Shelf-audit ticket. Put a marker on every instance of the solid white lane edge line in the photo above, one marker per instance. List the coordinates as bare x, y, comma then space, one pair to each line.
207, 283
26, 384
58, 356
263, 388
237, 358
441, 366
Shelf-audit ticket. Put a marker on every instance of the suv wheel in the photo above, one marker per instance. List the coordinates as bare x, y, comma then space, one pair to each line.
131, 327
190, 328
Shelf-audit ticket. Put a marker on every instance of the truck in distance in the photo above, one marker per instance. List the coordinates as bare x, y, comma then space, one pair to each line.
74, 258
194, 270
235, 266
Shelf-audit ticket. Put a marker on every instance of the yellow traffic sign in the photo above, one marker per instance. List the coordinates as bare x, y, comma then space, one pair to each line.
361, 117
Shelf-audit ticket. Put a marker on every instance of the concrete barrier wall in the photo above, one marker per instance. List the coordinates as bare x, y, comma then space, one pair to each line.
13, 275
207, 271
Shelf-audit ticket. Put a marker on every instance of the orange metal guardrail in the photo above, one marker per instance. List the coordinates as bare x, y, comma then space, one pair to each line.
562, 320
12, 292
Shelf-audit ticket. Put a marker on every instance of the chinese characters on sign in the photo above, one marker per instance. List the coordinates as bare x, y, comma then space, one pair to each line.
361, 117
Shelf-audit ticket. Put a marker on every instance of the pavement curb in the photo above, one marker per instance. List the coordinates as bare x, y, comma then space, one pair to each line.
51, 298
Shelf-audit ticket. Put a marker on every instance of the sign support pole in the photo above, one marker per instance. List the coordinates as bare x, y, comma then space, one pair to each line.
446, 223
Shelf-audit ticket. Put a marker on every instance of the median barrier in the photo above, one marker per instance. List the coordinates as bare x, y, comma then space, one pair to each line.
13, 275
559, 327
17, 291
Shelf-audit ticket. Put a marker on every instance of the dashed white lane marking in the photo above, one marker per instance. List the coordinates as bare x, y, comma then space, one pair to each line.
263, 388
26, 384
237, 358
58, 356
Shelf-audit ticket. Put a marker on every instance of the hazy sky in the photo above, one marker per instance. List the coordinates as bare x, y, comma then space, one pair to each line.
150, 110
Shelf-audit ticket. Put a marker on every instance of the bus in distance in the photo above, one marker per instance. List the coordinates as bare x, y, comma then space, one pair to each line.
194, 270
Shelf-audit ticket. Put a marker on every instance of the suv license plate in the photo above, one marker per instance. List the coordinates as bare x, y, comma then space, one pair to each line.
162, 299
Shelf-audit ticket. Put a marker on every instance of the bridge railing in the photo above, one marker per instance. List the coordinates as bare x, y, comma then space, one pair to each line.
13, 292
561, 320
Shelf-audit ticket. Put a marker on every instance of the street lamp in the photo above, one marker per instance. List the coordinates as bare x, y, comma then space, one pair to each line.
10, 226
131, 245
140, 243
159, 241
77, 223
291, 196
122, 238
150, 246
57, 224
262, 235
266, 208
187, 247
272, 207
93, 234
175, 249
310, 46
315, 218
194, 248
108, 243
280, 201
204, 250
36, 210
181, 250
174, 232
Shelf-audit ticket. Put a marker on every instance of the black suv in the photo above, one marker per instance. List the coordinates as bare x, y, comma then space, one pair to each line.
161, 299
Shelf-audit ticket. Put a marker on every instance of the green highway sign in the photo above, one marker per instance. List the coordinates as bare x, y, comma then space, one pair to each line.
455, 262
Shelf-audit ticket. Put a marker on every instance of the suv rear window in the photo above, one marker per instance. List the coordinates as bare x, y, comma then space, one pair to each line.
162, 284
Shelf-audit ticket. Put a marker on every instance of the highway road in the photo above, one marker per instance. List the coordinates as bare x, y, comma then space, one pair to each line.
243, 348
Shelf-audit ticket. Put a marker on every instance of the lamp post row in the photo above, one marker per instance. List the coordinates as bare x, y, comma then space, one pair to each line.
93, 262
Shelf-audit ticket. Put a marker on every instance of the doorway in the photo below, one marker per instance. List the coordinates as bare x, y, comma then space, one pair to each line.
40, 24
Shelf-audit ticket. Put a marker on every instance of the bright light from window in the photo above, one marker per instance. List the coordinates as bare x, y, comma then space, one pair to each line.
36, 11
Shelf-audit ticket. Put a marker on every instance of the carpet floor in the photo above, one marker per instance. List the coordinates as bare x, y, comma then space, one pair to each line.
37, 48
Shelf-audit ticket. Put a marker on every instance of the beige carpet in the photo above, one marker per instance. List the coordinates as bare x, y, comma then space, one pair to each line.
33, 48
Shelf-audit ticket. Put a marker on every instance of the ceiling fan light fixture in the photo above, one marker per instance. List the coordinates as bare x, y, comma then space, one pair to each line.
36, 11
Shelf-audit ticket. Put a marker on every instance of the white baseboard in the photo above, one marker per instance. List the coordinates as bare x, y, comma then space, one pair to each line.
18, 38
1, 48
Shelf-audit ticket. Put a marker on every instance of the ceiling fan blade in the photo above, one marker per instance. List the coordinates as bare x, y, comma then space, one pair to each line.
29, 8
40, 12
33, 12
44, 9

> [AIM OF THE TASK] Write out the data above once more, exactly as it reads.

> [PROBLEM SOLUTION]
Shelf-audit ticket. Put a marker on every instance of the solid white lane edge line in the photo above, one marker per instance. List the coordinates as bare x, y, comma then space, one pair to each line.
207, 283
26, 384
58, 356
263, 388
237, 358
441, 366
Shelf-audit ticket. Put a marker on every instance of the suv wheel in the photo above, one marker per instance. List the coordinates as bare x, y, comma then space, one pair to each line.
131, 327
190, 328
Shelf-audit ticket. Put a marker on every instance of the truck in distance in the photo above, one marker per instance. List the coordinates as bare x, y, comma then space, one pair to each line.
74, 258
194, 270
235, 266
Shelf-audit ticket. Put a marker on every instance of the yellow traffic sign in the photo above, one marker per instance. List the coordinates as bare x, y, comma then space, one pair to each line.
361, 117
Shelf-audit ticket. Put a marker on every instance of the concrete barrier wall in the photo above, one marker per instance. List the coordinates as bare x, y, comma then space, one pair to each line.
13, 275
207, 271
Shelf-audit ticket. Put a marker on every instance of the orange metal guardrail in the photo above, one marker per instance. List the coordinates as bare x, y, comma then space, one pair to each line.
562, 320
12, 292
Shelf-audit ticket. Put a marker on every instance of the chinese characters on sign in the photo above, one marker per instance. List the coordinates as bare x, y, comma then space, one pair to each line.
361, 117
Shelf-audit ticket. Put a marker on every instance of the pavement curb in the photo above, one marker per instance. List the coordinates as bare x, y, comma then space, one pair to each line.
51, 298
Shelf-audit ticket. Put a marker on every instance of the sign support pole in the photo above, one marker per instance. List the coordinates as bare x, y, comma then space, one pair to each line.
446, 223
Shelf-audit ticket. Put a marker on every instance of the median barrier in the photo above, one marker per instance. List the coordinates as bare x, y, comma then space, one pair to each line.
13, 275
559, 327
17, 291
Shelf-audit ticket. Put a marker on every instance of the dashed white lane marking in the photo above, one marker per instance. List the coordinates as bare x, y, comma then space, one pair to each line.
263, 388
26, 384
237, 358
58, 356
Shelf-audit ticket. Put a marker on every instance of the hazy sky in the photo above, one marker per instance. List the coordinates as bare x, y, comma then space, one pair to each line.
150, 110
Shelf-audit ticket. Put a marker on every instance of the bus in distance in the photo above, one marker per instance. List the coordinates as bare x, y, comma then space, one pair to each line.
194, 270
Shelf-audit ticket. Put a marker on every instance of the suv license plate in the photo above, one marker per instance. List the coordinates as bare x, y, comma then space, one pair to each line.
162, 299
Shelf-audit ticket. Put a marker on every instance of the bridge railing in the photo above, one marker per instance. List the coordinates as bare x, y, comma then space, one pair to each line.
13, 292
561, 320
Shelf-audit ticket. Put a marker on every instance of the street lamp in the photo above, one marker per instance. List the coordinates as bare x, y, comma then space, one pair to each line.
10, 226
131, 245
140, 243
159, 241
77, 223
291, 196
122, 238
150, 246
57, 224
262, 235
266, 208
187, 247
272, 207
93, 234
175, 249
310, 46
315, 218
194, 248
108, 243
280, 201
204, 250
36, 210
181, 250
174, 232
Shelf-audit ticket. Put a marker on every instance of the black suv in the photo above, one marker per instance. List the coordinates as bare x, y, comma then space, one pair to each line.
161, 299
Shelf-audit ticket. Put a marker on every instance of the green highway sign in the photo above, one marker per instance. List the coordinates as bare x, y, comma then space, one pair to each line.
455, 262
Shelf-audit ticket. Put a marker on every instance of the suv rear window in the photo above, one marker per instance. List the coordinates as bare x, y, comma then space, one pair to each line.
162, 284
Shelf-audit ticket. Put a marker on every instance of the highway road in the photo above, one marker per instance. List the coordinates as bare x, y, comma then space, one pair to each line.
243, 348
Shelf-audit ticket. Put a marker on every instance of the lamp post row in the photo above, one marker per instance. List the coordinates as bare x, y, comma then space, one pair to each line.
93, 262
Shelf-audit ticket. Put a marker on every instance of the doorway in the photo below, one marker per instance. List the coordinates as bare x, y, comma then space, one pair to each line.
40, 24
Shelf-audit ticket. Put a marker on every instance of the bright light from window in the photo above, one marker per instance. List the coordinates as bare x, y, comma then space, one pair to each line.
36, 11
Shelf-audit ticket. Put a marker on every instance of the carpet floor in the photo above, one marker per instance. List the coordinates as bare x, y, comma then space, one pair to each line.
37, 48
Shelf-audit ticket. Put a marker on every instance of the beige carpet in the photo above, one marker per instance. List the coordinates as bare x, y, comma then space, one pair to each line.
33, 48
Shelf-audit ticket. Put a marker on every instance of the ceiling fan light fixture in the photo above, one marker per instance. List the coordinates as bare x, y, comma then space, one pair to each line.
36, 11
Shelf-audit ticket. Put a marker on every instance of the white baseboard in the photo above, one marker per instance. List the coordinates as bare x, y, comma then space, one pair to each line.
18, 38
1, 48
Shelf-audit ticket. Put a marker on every instance of the ceiling fan blade in the photo above, one marker per instance. List the coordinates as bare x, y, comma then space, one pair to each line.
29, 8
40, 12
33, 12
44, 9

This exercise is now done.